BEGIN Text
Artificial Intelligence / Machine Learning

Customer Segmentation Classification (Part-3)

MLFlow is an open-source end-to-end platform for managing a machine learning life-cycle provided by Databricks.

Why do I need MLFlow?

Most data scientists and ML engineers are able to create a model on their laptops and desktops. They may use Anaconda, Jupyter or some other IDE to code their ML models. The following problems arise when they have to improve their model performance over time and when multiple members of a team are working on the same model

Keep track of all the parameters tuned and tweaked in the model.
Keep track of the outputs, accuracy and error scores.
Maintain the record of models and their related data objects (scalers, imputers, encoders etc.)
Version their models.
Share the model with team members — what are the prerequisites/setup needed in place for other members to run the model on their system.
Wrap their models with API and deploying it, will require extra coding and tech stack knowledge.

This is where the MLFlow comes into the picture, relieves the pain of learning an entirely new tech stack to maintain, track and deploy models. Provide simple APIs which you can integrate into the model code and you are on your way to deploying your model to production.
END Text
Return the part of the MLFlow text between "Most data scientists" and "and error scores.", inclusive, copied word for word.
BEGIN Listed records
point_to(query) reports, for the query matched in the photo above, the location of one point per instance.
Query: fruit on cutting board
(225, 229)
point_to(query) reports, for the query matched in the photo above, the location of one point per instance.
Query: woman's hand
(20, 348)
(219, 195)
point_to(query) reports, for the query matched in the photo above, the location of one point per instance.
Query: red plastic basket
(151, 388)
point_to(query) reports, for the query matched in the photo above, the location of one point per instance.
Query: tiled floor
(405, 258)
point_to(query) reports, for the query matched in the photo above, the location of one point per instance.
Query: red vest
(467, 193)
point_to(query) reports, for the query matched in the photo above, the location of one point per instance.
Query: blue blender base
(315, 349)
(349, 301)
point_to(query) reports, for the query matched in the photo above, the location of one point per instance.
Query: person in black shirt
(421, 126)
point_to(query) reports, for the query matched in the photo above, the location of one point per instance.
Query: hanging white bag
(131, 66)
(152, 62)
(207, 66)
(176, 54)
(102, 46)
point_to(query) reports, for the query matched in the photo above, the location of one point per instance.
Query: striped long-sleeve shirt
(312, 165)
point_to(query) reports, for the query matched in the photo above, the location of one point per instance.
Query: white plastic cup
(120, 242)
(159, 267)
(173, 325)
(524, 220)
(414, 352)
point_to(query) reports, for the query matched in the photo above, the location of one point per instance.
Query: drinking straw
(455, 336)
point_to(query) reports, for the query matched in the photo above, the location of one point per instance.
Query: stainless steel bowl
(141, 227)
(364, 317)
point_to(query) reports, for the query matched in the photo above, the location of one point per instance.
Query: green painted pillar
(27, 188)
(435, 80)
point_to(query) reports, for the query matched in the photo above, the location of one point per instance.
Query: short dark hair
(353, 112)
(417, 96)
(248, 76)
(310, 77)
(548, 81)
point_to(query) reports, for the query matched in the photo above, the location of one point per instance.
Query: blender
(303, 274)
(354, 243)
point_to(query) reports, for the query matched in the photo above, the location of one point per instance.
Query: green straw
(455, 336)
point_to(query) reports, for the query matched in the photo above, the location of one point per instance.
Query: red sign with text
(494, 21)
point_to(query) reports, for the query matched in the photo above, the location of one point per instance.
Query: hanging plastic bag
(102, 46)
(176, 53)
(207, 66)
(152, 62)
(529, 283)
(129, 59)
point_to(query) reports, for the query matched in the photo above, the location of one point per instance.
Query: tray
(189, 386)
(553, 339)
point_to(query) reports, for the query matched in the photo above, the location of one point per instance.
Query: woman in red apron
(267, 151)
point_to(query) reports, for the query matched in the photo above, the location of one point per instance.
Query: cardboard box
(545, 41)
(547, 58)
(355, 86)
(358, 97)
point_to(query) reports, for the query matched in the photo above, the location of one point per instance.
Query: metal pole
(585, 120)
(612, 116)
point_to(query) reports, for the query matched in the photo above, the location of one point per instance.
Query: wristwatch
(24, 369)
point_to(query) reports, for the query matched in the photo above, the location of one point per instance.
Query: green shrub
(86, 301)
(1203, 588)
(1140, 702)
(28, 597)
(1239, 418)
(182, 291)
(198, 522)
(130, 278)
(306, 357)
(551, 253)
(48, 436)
END Listed records
- Response to this task
Most data scientists and ML engineers are able to create a model on their laptops and desktops. They may use Anaconda, Jupyter or some other IDE to code their ML models. The following problems arise when they have to improve their model performance over time and when multiple members of a team are working on the same model

Keep track of all the parameters tuned and tweaked in the model.
Keep track of the outputs, accuracy and error scores.